> [Kutipan teks]:
- - - - -

Utilitarianisme memang tidak mampu menampung sejumlah keyakinan moral umum seperti berperilaku jujur. Namun utilitarianisme dapat menjustifikasi tindakan Oskar. Apa yang penting bagi sudut pandang utilitarian bukanlah kita selalu melakukan hal baik, tapi saat kita memberikan konsekuensi yang terbaik.

Apakah etika deontologis (non-konsekuensialis) cocok untuk menilai Tindakan Oskar (menyogok tapi menyelamatkan)?

Etika deontologis yang dipelopori oleh Immanuel Kant bertolak dari perintah-perintah moral yang telah ada di kehidupan sehari-hari manusia. Contohnya seperti keharusan untuk jujur dan larangan untuk mencuri.

- - - - -

> [Data tersedia]:

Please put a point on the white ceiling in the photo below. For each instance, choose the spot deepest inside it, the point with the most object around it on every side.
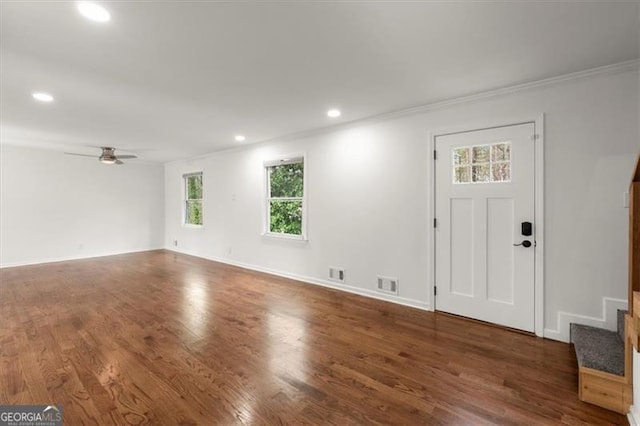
(171, 80)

- - - - -

> [Tugas]:
Ketik ulang bagian kutipan tentang utilitarianisme dan etika deontologis, mulai dari "Utilitarianisme memang tidak" sampai "larangan untuk mencuri.", tanpa mengubah satu kata pun.

> [Hasil akhir]:
Utilitarianisme memang tidak mampu menampung sejumlah keyakinan moral umum seperti berperilaku jujur. Namun utilitarianisme dapat menjustifikasi tindakan Oskar. Apa yang penting bagi sudut pandang utilitarian bukanlah kita selalu melakukan hal baik, tapi saat kita memberikan konsekuensi yang terbaik.

Apakah etika deontologis (non-konsekuensialis) cocok untuk menilai Tindakan Oskar (menyogok tapi menyelamatkan)?

Etika deontologis yang dipelopori oleh Immanuel Kant bertolak dari perintah-perintah moral yang telah ada di kehidupan sehari-hari manusia. Contohnya seperti keharusan untuk jujur dan larangan untuk mencuri.